10:49pm) Dawn breaking it looks like, light on the horizon.  Safwat Ziyad (sp?) on the phone now, a military expert, anchor asking his view of what's happening.  Safwat saying Israeli forces may have made some progress on the ground overnight it appears, but doesn't appear they've been able to stop the resistance from launching Qassam missiles yet, 5 of which went into the Negev overnight.  Anchor asking Safwat (who from dialect is clearly Egyptian) what the destructive power of Qassam's is.  He says they're small, 5-15 kilograms of explosives, goal is to basically show Israelis can't stop them.

Headline on bottom now saying Security Council ended an emergency meeting on Gaza without reaching any agreement or official announcement.

Safwat still speaking, keeps talking about how resistance keeps sending message their capabilities still intact as they continue to launch missiles and Israelis haven't achieved their ability to stop it.  This guy's boring, keeps saying the same thing over and over.  Now he's drifting into politics of ceasefire terms.

Anchor cuts him off (thank you!) and asking correspondent Tamir for any updates on the ground.  Tamir not responding, silence.  Oh, here he is.  Saying bombardment getting more violent now.  Says seeing morning light now and appears to be corresponding with an escalation.  Saying Israeli forces in northern, eastern, and southern Gaza.  Saying slow progress by Israeli tanks.  They appear to be taking firmer control of agricultural areas and stepping up their bombing of residential areas from there.  Heavy machine gun fire being opened up by Israelis to try to cover their tanks advance.

Argh, back to Safwat az-Zayad in Cairo (mis-spelled name first time).  Talking about how Israel doesn't have any system against Palestinian missiles.  He's talking about Israel's "Iron Dome" anti-missile system and how it hasn't worked to date.  Did he just say "lil-asif ash-shadeed" (unfortunately) about that?  Ok, he remains boring, not sure if he's whining about the poor Israelis or if I just misunderstood.
****************************************
WORK TO COMPLETE:
• a. Name every part of Gaza where, according to the Gaza broadcast notes, the correspondent says Israeli forces are located.
• b. Retype the Gaza broadcast notes from "Anchor cuts him" down to "their tanks advance.".

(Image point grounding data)
****************************************
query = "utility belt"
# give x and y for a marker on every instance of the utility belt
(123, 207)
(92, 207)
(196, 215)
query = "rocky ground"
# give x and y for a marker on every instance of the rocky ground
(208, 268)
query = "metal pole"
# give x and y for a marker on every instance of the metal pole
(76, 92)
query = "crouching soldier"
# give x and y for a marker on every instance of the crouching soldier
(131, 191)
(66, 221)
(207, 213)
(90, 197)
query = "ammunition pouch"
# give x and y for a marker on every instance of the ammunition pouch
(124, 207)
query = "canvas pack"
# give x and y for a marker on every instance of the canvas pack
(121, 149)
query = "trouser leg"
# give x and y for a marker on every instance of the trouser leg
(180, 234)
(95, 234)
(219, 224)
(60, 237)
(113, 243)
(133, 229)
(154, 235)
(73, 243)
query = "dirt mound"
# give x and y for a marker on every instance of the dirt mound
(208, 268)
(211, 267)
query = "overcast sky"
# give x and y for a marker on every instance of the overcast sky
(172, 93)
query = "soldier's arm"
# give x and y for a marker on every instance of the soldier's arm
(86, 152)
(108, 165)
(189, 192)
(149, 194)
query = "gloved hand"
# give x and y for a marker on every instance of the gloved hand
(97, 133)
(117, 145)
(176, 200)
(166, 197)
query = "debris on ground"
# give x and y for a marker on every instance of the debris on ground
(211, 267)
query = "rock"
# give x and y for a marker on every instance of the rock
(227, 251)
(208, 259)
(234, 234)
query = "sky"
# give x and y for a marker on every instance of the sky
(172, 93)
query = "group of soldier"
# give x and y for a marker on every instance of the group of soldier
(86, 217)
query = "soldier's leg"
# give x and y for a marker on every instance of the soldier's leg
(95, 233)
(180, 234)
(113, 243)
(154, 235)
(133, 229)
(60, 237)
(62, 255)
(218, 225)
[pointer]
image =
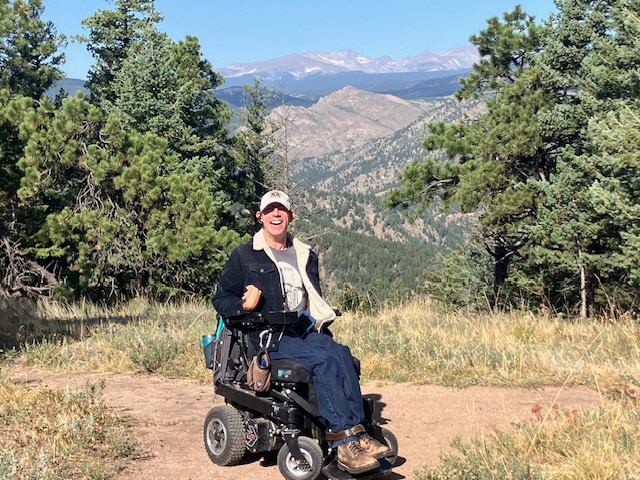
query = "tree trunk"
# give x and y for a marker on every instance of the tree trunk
(499, 271)
(585, 296)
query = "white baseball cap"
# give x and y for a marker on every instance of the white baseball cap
(275, 196)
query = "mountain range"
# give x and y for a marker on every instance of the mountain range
(305, 77)
(301, 65)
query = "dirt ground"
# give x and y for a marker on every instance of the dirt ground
(169, 416)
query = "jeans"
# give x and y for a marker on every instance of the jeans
(334, 376)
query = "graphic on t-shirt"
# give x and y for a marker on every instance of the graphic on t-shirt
(295, 295)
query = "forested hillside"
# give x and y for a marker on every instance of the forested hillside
(144, 185)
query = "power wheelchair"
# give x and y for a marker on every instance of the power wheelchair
(284, 418)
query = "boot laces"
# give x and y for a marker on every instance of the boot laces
(355, 447)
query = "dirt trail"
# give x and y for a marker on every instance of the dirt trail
(170, 413)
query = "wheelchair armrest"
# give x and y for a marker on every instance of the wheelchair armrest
(258, 319)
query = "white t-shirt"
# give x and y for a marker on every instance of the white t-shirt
(294, 292)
****************************************
RESULTS OF THE EXERCISE:
• a. Northern Gaza, eastern Gaza, and southern Gaza.

• b.
Anchor cuts him off (thank you!) and asking correspondent Tamir for any updates on the ground.  Tamir not responding, silence.  Oh, here he is.  Saying bombardment getting more violent now.  Says seeing morning light now and appears to be corresponding with an escalation.  Saying Israeli forces in northern, eastern, and southern Gaza.  Saying slow progress by Israeli tanks.  They appear to be taking firmer control of agricultural areas and stepping up their bombing of residential areas from there.  Heavy machine gun fire being opened up by Israelis to try to cover their tanks advance.